Fait rare dans les annales judiciaires au Québec, la Couronne demande à une juge de cesser de présider l'enquête préliminaire de six personnes accusées de trafic de stupéfiants qui doit se dérouler toute la semaine au palais de justice de Montréal.

La poursuite déposera ce matin à l'encontre de la juge Isabelle Rheault de la Cour du Québec un bref de prohibition qui sera présenté en Cour supérieure et qui vise à l'empêcher de continuer de présider l'enquête préliminaire.

Les six personnes visées par cette enquête ont été arrêtées il y a un an dans le cadre d'une opération de la Division du crime organisé de la police de Montréal baptisée Abri, visant un réseau de distribution et de trafic de drogue lié à une branche de la mafia montréalaise installée dans le quartier Rivière-des-Prairies. Lors de la frappe, les enquêteurs ont effectué la plus grosse saisie de crystal meth de l'histoire du Québec, soit 15 kilos, et 100 kilos de cocaïne. Une ordonnance de non-publication nous empêche toutefois de dévoiler la preuve entendue jusqu'à maintenant.

Trois des six accusés sont détenus : Soninder Dhingra, Jean-Philippe Guérette et Richard Desrosiers. Ce dernier est un ancien voleur de banque qui s'était réhabilité en s'impliquant dans Option Vie, un organisme qui aide les détenus condamnés à vie à se reprendre en main. M. Desrosiers a souvent témoigné au palais de justice de Montréal, où l'annonce de son arrestation a suscité la consternation.

• _Données fournies_
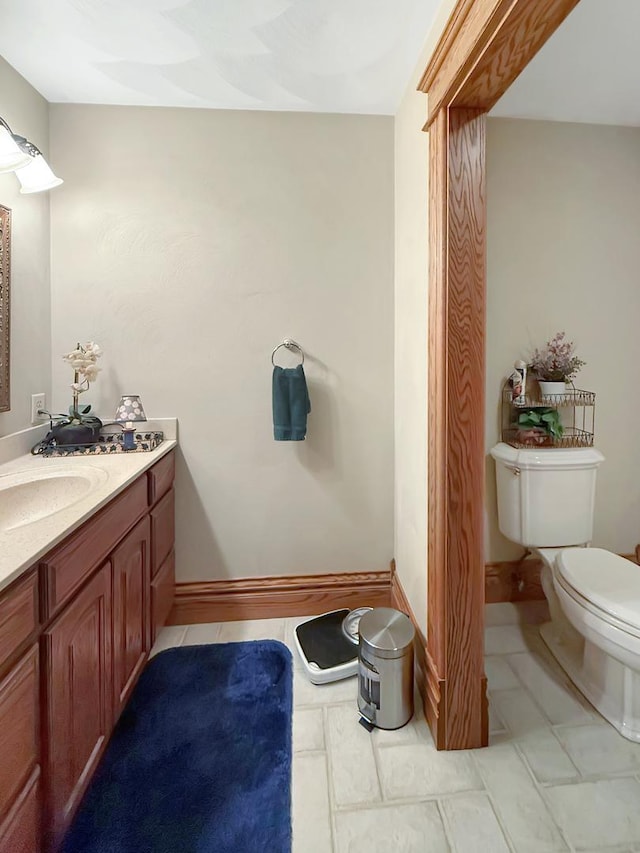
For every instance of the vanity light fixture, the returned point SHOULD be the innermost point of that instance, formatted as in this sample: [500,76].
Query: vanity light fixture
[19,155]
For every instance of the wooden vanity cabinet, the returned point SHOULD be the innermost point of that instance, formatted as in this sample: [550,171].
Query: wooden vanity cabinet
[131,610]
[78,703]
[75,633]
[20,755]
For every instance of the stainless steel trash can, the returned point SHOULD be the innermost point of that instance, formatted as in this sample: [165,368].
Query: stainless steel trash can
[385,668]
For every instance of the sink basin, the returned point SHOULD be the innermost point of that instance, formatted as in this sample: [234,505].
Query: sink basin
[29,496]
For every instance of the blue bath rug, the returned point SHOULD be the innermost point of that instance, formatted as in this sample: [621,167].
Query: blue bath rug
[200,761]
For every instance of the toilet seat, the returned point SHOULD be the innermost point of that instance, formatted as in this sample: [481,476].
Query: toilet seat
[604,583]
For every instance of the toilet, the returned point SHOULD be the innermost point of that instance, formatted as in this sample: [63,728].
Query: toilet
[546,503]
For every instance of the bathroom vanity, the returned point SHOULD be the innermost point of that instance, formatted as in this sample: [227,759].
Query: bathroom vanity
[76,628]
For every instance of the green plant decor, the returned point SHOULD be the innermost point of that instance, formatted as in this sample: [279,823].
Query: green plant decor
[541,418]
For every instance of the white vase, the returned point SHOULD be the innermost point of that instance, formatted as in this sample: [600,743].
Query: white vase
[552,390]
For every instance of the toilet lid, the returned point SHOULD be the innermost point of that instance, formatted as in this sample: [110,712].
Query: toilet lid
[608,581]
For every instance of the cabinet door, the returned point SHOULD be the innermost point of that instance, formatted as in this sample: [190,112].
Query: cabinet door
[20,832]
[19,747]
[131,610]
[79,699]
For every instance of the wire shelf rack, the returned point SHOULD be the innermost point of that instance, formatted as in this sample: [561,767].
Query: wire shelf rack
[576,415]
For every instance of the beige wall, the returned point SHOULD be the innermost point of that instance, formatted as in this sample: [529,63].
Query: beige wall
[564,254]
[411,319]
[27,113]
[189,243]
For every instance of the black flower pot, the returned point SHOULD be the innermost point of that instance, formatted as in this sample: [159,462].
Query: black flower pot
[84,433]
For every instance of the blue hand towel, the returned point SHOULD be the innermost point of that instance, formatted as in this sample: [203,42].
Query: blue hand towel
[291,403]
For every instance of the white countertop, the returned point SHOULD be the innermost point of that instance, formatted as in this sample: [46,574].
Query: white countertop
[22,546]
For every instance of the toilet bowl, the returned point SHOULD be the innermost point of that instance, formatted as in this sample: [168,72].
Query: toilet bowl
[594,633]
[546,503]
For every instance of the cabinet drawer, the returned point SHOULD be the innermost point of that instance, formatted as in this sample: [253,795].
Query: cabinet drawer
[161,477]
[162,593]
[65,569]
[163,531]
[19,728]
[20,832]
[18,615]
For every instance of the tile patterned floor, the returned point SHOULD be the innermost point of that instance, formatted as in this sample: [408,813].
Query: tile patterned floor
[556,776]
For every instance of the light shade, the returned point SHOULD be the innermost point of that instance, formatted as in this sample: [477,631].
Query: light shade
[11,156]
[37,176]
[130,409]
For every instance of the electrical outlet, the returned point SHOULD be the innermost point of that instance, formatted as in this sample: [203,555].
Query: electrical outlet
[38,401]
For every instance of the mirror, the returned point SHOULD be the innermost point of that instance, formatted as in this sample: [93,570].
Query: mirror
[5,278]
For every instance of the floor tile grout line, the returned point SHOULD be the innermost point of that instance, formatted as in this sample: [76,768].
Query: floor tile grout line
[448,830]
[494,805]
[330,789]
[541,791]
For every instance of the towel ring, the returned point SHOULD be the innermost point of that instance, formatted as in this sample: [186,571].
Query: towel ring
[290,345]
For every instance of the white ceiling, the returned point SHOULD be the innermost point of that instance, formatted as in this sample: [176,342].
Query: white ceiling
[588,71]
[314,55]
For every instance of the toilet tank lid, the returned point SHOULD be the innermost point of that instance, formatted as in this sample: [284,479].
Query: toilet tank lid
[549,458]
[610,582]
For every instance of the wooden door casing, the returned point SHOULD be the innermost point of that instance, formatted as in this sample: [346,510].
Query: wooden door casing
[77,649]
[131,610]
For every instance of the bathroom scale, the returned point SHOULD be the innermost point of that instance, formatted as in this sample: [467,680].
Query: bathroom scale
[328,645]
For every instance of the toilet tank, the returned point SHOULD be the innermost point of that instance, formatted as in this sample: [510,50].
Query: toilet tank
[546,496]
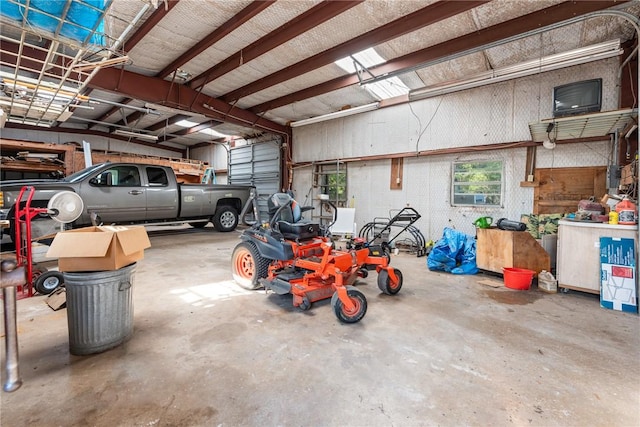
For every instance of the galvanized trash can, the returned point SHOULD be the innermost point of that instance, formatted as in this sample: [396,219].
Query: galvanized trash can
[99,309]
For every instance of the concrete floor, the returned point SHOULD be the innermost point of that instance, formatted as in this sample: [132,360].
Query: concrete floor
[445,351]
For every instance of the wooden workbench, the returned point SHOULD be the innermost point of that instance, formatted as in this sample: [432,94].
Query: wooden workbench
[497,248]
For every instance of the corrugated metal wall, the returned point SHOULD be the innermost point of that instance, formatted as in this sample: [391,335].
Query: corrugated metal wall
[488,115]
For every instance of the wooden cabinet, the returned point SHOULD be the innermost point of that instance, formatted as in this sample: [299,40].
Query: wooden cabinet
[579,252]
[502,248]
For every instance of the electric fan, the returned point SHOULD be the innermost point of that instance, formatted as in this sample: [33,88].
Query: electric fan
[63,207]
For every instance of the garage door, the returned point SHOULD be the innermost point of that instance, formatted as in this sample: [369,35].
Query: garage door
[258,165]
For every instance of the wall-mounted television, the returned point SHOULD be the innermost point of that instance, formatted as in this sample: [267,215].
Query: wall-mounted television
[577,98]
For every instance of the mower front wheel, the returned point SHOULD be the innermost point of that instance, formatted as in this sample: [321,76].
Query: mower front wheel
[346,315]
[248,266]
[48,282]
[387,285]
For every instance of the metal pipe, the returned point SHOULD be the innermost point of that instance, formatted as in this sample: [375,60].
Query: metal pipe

• _Consigne_
Transcrivez à l'identique le passage du texte sur l'enquête préliminaire qui va de « Fait rare dans » jusqu'à « justice de Montréal. » inclus.

• _Réponse_
Fait rare dans les annales judiciaires au Québec, la Couronne demande à une juge de cesser de présider l'enquête préliminaire de six personnes accusées de trafic de stupéfiants qui doit se dérouler toute la semaine au palais de justice de Montréal.